What the exercise asks:
Reproduce the lines below verbatim, from the line containing "Objective: one point per instance of the court" through the last line of the items, including both.

Data:
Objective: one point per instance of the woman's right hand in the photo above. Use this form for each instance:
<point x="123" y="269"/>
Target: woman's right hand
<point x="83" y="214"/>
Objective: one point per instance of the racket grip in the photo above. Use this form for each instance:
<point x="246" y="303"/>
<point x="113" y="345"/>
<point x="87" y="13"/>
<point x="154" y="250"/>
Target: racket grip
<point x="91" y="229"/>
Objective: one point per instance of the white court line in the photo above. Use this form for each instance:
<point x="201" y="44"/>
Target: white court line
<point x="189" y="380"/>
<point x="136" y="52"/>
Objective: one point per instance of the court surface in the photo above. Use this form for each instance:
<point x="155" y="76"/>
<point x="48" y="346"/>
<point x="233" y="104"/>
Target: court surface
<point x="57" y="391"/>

Task output:
Objective: one point per instance of the court surface in the photo above. Use this form for each instance:
<point x="155" y="76"/>
<point x="48" y="346"/>
<point x="233" y="104"/>
Target: court surface
<point x="57" y="391"/>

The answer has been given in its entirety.